The records start

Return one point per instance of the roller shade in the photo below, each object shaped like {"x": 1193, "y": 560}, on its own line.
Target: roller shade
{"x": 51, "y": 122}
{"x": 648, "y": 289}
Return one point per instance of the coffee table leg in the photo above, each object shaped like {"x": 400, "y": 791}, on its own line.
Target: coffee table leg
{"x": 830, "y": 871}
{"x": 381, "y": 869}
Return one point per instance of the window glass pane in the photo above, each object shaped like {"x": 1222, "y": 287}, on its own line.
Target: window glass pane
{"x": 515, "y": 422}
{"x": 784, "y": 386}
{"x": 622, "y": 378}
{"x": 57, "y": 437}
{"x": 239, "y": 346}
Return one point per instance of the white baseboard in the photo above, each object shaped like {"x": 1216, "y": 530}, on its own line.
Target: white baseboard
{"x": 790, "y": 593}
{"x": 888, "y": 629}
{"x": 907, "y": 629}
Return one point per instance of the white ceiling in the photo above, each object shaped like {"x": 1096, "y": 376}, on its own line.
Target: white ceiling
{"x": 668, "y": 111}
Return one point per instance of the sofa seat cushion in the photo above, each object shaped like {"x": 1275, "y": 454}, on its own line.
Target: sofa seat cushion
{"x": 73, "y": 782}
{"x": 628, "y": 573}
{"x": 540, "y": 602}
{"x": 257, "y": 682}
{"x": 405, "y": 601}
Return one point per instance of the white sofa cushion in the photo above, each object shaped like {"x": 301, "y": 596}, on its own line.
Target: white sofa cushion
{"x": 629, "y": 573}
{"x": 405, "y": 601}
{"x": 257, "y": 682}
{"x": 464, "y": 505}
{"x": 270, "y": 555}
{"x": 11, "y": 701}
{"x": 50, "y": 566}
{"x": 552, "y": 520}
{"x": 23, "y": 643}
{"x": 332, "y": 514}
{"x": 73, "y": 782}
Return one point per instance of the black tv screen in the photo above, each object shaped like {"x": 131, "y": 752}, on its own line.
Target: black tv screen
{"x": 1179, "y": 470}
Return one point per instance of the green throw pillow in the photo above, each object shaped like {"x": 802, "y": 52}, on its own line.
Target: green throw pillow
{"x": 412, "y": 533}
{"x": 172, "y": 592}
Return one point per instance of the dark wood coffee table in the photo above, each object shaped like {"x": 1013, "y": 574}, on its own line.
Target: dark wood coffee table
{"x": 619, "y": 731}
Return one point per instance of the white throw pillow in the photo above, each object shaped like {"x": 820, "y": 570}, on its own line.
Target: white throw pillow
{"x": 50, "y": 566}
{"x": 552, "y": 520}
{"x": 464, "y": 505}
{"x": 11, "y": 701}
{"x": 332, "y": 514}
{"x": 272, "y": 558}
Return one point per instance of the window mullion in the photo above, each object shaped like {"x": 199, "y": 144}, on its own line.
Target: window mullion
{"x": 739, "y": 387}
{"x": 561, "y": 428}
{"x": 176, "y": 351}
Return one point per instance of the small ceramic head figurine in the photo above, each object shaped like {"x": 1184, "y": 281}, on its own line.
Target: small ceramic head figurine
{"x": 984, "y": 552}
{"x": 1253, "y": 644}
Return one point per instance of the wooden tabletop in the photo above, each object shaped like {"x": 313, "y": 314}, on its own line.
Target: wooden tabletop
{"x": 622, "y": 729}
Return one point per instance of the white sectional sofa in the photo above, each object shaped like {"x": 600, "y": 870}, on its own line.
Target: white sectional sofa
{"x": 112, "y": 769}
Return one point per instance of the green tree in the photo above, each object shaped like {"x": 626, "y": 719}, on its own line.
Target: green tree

The records end

Give back the whole listing exactly as it reads.

**Written response**.
Return one point per instance of the roller shade in the photo below, each object shaped like {"x": 1193, "y": 560}, on its own line.
Target: roller shade
{"x": 51, "y": 122}
{"x": 648, "y": 289}
Return one point per instance of the coffee table leg in the photo above, each object shaped like {"x": 400, "y": 791}, on its own line.
Target: coffee table leg
{"x": 830, "y": 871}
{"x": 381, "y": 869}
Return one point per instance of the window glass pane in the photo above, each object shaped like {"x": 1222, "y": 287}, on its own line.
Target: window glass pane
{"x": 515, "y": 422}
{"x": 784, "y": 386}
{"x": 622, "y": 378}
{"x": 57, "y": 437}
{"x": 239, "y": 346}
Return one point per instance of the white baseboard in the photo above, each object shaped like {"x": 1216, "y": 530}, on its own line.
Target: white baseboard
{"x": 790, "y": 593}
{"x": 888, "y": 629}
{"x": 907, "y": 629}
Return one point per instance of the white ceiling in the photo above, each object shaped like {"x": 1096, "y": 376}, on its own line.
Target: white ceiling
{"x": 668, "y": 111}
Return one point per instance of the sofa seat cushion in the photo above, each object shaped like {"x": 1275, "y": 454}, on its own line.
Target: sofa seat cushion
{"x": 73, "y": 782}
{"x": 628, "y": 573}
{"x": 540, "y": 602}
{"x": 257, "y": 682}
{"x": 405, "y": 601}
Return one point per instance of the white sofa cushion in the photo above, each object shaped like {"x": 301, "y": 596}, on its own line.
Target: white sofa cushion
{"x": 629, "y": 573}
{"x": 405, "y": 601}
{"x": 257, "y": 682}
{"x": 464, "y": 505}
{"x": 270, "y": 555}
{"x": 11, "y": 701}
{"x": 50, "y": 566}
{"x": 552, "y": 520}
{"x": 23, "y": 643}
{"x": 332, "y": 514}
{"x": 73, "y": 782}
Return one point per instance of the black tv screen in the photo above, each object shaped like {"x": 131, "y": 752}, on its own line.
Target: black tv screen
{"x": 1179, "y": 470}
Return one point per instance of the green throw pillow in the photo above, each object shaped like {"x": 802, "y": 52}, on its own line.
Target: green throw pillow
{"x": 412, "y": 533}
{"x": 172, "y": 592}
Return one point per instance of the dark wood coffee table in the photo above, each object shaped like {"x": 1013, "y": 574}, on its own line.
Target: dark wood coffee table
{"x": 619, "y": 731}
Return one point per instance of the white throw pillow in the photo above, each object shaped like {"x": 820, "y": 570}, on its own line.
Target: white throw pillow
{"x": 50, "y": 566}
{"x": 552, "y": 520}
{"x": 464, "y": 505}
{"x": 11, "y": 701}
{"x": 332, "y": 514}
{"x": 272, "y": 558}
Return one point per instance of the window mullion in the photo above, each object shaped like {"x": 199, "y": 144}, on its own line.
Target: window mullion
{"x": 739, "y": 387}
{"x": 561, "y": 428}
{"x": 176, "y": 351}
Return one point per instance of the small ceramic head figurine in the photo above, each object shaped like {"x": 1184, "y": 281}, on its own line.
Target: small ceramic head figurine
{"x": 984, "y": 552}
{"x": 1253, "y": 644}
Return one point per instance of the wooden tabletop in the photo above, each object shaped like {"x": 313, "y": 314}, on its own line.
Target: wooden tabletop
{"x": 622, "y": 729}
Return one point per instance of the white sectional sofa in the photo above, each object shaped like {"x": 600, "y": 870}, on its own line.
Target: white sectional sofa
{"x": 112, "y": 769}
Return one point per instance of the green tree in the photo above, each object shaped like {"x": 626, "y": 719}, on its own line.
Target: green tree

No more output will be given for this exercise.